(YOUR GOAL) Return the records from the first line through the line containing "tag the blue yoga", and leave out the pictures.

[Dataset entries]
▬▬▬

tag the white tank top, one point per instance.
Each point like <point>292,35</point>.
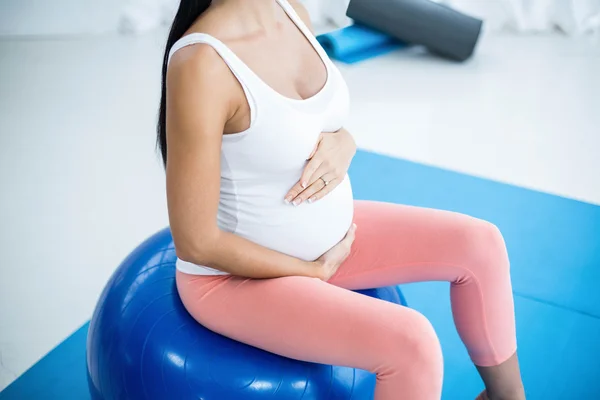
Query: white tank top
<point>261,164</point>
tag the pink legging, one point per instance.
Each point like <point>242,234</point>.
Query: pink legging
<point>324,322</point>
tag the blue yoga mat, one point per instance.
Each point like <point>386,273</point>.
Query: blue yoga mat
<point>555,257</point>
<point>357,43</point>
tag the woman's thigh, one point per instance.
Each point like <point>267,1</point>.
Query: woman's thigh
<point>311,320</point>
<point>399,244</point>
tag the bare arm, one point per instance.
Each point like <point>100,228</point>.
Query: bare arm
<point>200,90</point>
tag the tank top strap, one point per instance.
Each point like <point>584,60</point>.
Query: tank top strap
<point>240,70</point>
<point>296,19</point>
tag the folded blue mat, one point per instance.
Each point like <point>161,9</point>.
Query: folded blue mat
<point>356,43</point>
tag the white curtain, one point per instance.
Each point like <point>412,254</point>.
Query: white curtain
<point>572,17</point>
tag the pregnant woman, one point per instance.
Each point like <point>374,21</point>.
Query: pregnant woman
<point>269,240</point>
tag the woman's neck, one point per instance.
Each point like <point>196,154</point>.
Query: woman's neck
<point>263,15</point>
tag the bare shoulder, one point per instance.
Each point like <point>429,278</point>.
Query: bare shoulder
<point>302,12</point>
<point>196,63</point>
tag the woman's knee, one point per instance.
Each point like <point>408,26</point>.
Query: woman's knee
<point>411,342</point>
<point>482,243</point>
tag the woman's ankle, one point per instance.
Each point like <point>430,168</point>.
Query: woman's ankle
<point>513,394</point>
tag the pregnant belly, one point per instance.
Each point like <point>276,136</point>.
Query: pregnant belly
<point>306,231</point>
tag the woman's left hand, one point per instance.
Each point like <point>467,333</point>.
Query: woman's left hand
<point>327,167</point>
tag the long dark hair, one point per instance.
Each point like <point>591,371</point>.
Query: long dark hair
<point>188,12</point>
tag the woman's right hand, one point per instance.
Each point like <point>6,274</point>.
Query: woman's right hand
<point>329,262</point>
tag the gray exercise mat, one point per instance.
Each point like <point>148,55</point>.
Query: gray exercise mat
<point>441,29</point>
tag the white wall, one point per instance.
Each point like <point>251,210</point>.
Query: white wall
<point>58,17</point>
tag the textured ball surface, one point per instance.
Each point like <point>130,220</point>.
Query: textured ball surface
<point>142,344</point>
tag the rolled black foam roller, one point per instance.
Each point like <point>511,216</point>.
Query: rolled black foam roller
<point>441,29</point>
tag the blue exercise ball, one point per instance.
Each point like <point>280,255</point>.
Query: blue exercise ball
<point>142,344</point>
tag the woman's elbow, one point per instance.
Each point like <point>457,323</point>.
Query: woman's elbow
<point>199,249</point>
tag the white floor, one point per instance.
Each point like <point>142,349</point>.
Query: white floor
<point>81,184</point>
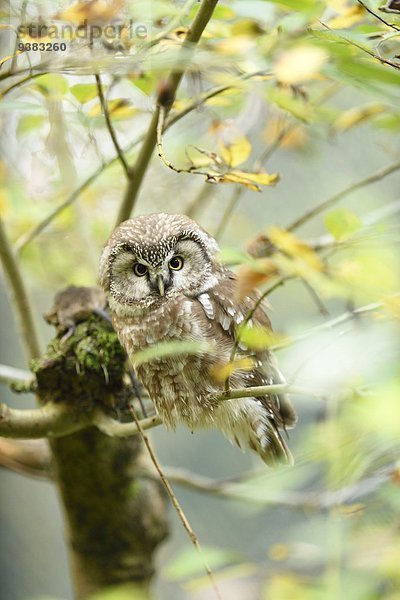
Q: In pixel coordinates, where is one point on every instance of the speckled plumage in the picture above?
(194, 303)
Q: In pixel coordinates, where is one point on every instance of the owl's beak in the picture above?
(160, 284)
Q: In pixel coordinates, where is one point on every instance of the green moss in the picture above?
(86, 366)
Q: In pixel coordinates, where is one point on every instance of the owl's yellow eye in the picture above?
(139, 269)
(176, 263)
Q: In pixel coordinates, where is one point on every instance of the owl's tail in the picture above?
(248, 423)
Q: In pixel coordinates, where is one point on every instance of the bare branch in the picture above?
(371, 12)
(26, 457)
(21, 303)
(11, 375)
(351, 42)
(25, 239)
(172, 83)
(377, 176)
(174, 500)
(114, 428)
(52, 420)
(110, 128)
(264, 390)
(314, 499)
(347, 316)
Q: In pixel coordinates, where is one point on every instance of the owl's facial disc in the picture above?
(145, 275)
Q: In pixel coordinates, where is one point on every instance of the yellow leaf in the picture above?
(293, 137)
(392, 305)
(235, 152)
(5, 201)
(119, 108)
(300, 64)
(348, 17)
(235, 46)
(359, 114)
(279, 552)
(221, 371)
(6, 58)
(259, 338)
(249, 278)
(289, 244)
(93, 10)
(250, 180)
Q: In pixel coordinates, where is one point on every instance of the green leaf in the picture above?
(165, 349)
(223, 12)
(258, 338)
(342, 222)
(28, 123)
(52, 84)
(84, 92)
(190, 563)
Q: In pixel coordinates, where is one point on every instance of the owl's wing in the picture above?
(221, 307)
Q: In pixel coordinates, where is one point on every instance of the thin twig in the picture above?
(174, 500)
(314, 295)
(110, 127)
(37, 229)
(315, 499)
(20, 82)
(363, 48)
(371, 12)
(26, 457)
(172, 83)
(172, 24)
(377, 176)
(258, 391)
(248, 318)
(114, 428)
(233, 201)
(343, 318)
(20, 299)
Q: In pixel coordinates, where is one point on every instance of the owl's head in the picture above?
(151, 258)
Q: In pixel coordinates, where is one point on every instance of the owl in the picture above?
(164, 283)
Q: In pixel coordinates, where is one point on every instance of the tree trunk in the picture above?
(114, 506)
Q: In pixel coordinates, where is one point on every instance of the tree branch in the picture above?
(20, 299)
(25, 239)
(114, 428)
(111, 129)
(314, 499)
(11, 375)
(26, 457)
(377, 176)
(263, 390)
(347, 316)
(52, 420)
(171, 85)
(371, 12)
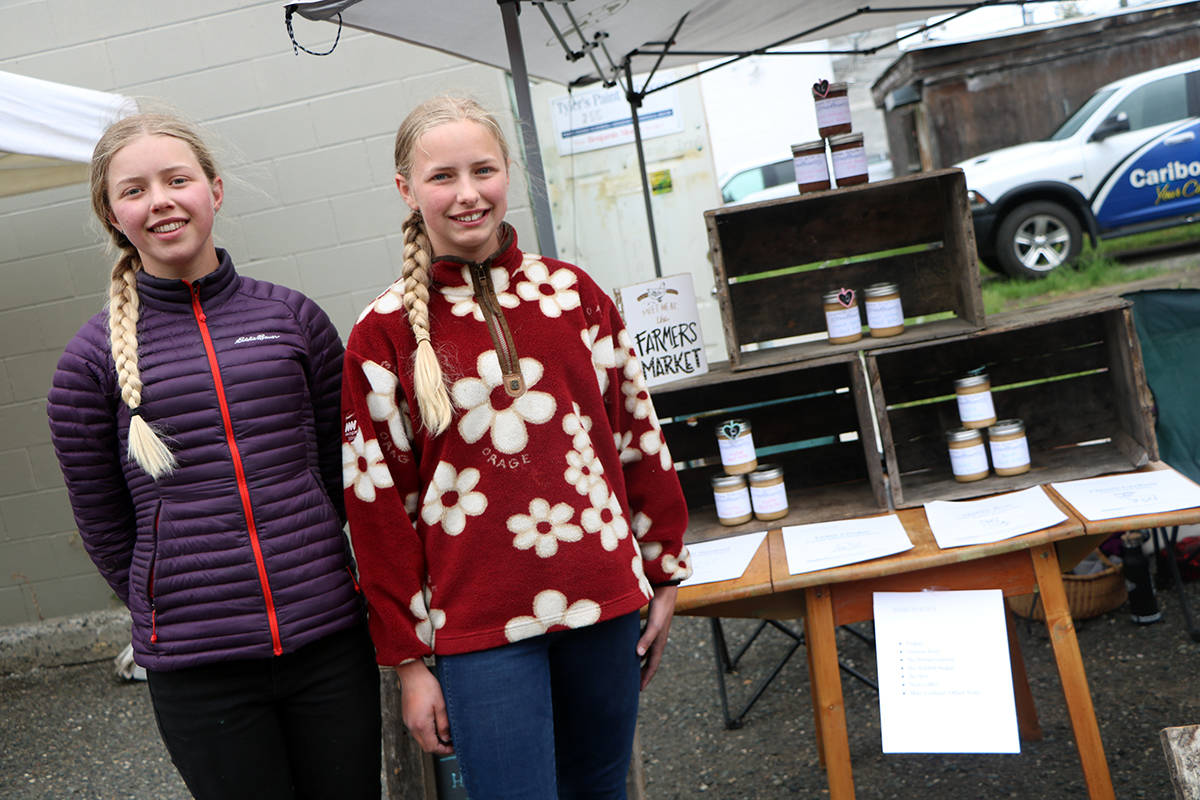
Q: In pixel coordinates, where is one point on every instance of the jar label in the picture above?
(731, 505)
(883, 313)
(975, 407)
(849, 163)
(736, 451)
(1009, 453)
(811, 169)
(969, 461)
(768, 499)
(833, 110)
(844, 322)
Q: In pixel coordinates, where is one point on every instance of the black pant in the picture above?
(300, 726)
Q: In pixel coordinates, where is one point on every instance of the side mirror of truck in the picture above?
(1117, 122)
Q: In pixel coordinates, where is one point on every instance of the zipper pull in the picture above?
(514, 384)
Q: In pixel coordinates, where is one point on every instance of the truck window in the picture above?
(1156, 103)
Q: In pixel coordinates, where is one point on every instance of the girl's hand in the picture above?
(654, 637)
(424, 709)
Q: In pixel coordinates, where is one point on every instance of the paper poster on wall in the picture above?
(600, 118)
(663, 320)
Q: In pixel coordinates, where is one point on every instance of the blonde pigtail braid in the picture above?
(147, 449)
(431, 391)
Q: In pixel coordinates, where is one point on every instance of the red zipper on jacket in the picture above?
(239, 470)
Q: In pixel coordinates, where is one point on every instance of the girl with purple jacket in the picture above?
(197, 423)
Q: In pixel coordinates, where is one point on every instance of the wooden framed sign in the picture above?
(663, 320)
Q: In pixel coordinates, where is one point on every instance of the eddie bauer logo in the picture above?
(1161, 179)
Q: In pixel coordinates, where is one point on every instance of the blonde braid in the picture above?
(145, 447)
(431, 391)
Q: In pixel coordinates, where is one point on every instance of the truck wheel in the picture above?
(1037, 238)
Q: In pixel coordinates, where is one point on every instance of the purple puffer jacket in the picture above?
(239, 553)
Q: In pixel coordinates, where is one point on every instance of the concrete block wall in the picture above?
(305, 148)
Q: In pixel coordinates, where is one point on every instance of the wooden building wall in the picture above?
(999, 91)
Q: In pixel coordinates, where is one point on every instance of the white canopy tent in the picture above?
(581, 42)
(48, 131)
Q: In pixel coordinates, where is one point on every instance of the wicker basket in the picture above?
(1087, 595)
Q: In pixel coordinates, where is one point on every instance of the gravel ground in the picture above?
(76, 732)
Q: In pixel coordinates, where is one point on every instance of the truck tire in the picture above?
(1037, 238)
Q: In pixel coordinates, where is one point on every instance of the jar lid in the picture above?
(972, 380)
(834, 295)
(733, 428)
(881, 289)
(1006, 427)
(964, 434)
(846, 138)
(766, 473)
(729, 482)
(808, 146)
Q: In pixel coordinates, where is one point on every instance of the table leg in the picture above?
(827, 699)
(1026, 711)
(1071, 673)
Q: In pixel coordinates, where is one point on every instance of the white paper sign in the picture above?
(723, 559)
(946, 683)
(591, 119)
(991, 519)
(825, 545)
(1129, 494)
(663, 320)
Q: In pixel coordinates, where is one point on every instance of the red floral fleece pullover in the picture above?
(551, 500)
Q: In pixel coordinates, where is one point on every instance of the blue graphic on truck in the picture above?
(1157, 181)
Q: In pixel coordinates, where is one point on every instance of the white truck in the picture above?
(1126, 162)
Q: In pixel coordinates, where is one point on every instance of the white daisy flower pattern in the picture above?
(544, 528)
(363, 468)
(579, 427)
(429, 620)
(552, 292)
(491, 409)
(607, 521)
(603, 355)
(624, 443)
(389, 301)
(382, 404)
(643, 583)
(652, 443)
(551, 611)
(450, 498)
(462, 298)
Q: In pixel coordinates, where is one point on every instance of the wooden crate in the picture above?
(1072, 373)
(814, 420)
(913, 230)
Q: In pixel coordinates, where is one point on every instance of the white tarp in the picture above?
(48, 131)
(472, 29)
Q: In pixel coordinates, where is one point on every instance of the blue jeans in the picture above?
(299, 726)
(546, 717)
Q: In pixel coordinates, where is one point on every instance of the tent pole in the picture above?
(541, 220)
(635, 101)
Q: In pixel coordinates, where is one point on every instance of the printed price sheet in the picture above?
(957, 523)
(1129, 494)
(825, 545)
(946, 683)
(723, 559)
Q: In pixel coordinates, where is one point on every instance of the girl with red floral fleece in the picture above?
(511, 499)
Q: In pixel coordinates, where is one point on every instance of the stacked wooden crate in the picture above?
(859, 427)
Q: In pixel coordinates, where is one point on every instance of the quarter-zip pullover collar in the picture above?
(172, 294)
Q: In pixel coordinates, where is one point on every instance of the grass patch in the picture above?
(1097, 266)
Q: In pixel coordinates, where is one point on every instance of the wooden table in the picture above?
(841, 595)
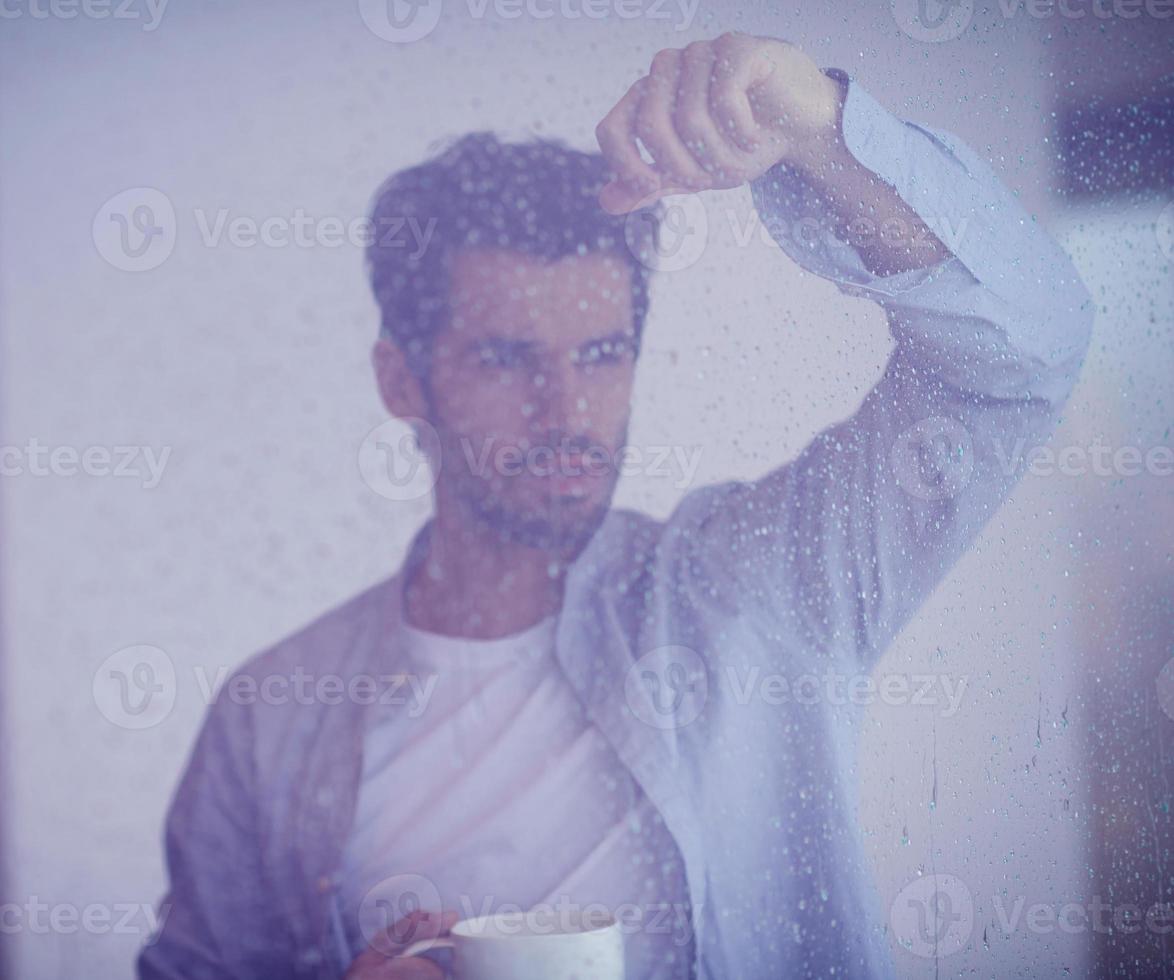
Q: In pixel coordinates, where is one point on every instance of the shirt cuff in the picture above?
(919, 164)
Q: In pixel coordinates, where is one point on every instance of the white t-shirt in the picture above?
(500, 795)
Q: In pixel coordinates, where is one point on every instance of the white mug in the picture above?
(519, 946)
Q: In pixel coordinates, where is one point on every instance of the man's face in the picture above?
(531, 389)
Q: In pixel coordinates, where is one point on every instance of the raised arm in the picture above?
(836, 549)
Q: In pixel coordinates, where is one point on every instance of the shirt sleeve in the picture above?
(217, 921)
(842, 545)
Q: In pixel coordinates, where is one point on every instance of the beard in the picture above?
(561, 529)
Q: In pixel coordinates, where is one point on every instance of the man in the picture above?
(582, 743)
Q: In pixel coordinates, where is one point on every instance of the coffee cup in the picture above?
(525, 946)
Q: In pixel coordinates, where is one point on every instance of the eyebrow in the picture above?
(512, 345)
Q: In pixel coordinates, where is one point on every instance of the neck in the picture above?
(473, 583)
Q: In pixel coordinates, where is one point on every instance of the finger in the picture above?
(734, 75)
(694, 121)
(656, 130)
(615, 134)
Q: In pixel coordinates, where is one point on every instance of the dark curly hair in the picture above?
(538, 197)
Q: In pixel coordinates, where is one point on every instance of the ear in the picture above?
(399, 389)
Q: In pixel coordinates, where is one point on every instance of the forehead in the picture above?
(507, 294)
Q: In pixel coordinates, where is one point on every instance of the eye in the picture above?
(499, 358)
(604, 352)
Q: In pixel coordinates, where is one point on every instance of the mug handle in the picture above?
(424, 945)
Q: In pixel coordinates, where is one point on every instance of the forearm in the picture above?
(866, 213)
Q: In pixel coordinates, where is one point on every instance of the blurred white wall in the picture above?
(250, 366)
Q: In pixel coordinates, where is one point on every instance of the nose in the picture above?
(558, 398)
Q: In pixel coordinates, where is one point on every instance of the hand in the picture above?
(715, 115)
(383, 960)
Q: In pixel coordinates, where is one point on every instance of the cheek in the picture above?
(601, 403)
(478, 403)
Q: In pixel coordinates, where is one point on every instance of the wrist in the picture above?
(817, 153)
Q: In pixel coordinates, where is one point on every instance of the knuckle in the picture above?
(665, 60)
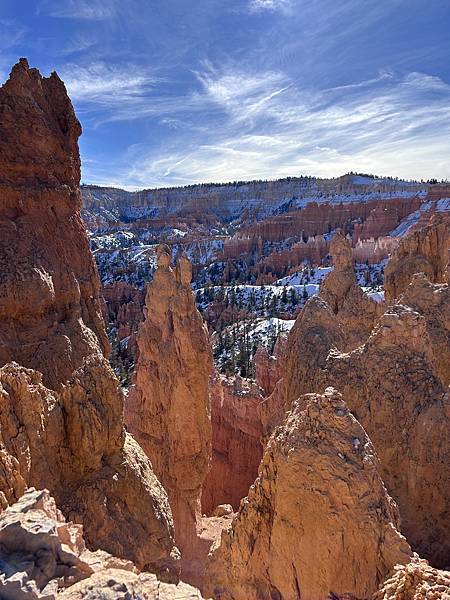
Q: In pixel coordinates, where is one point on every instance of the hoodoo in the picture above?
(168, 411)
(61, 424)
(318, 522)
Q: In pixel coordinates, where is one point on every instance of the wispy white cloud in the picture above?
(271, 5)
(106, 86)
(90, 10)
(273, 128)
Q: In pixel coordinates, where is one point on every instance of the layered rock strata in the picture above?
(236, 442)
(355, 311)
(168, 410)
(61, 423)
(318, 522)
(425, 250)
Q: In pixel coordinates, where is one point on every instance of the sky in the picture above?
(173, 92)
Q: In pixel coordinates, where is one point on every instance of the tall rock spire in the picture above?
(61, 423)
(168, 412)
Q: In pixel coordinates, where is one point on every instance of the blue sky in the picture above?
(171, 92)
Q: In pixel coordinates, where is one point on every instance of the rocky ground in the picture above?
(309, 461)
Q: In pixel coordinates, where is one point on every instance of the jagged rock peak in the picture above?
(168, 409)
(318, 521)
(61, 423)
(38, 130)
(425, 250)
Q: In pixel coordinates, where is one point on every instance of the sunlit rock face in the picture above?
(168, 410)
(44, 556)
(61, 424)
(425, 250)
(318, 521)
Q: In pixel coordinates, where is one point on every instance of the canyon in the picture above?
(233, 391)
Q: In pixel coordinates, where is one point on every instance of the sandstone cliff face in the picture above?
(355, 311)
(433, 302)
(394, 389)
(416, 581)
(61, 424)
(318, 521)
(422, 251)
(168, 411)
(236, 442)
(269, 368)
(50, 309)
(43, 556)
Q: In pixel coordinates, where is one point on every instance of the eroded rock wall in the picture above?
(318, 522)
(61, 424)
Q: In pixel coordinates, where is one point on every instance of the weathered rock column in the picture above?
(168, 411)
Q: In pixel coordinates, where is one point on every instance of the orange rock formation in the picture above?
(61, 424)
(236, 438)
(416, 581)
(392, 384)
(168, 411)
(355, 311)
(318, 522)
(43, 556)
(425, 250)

▬▬▬

(RESULT)
tag the white tank top, one point per instance.
Each point like <point>292,35</point>.
Query: white tank top
<point>261,164</point>
tag the pink legging, one point per instance.
Each point like <point>242,234</point>.
Query: pink legging
<point>324,322</point>
tag the blue yoga mat, one point per instance.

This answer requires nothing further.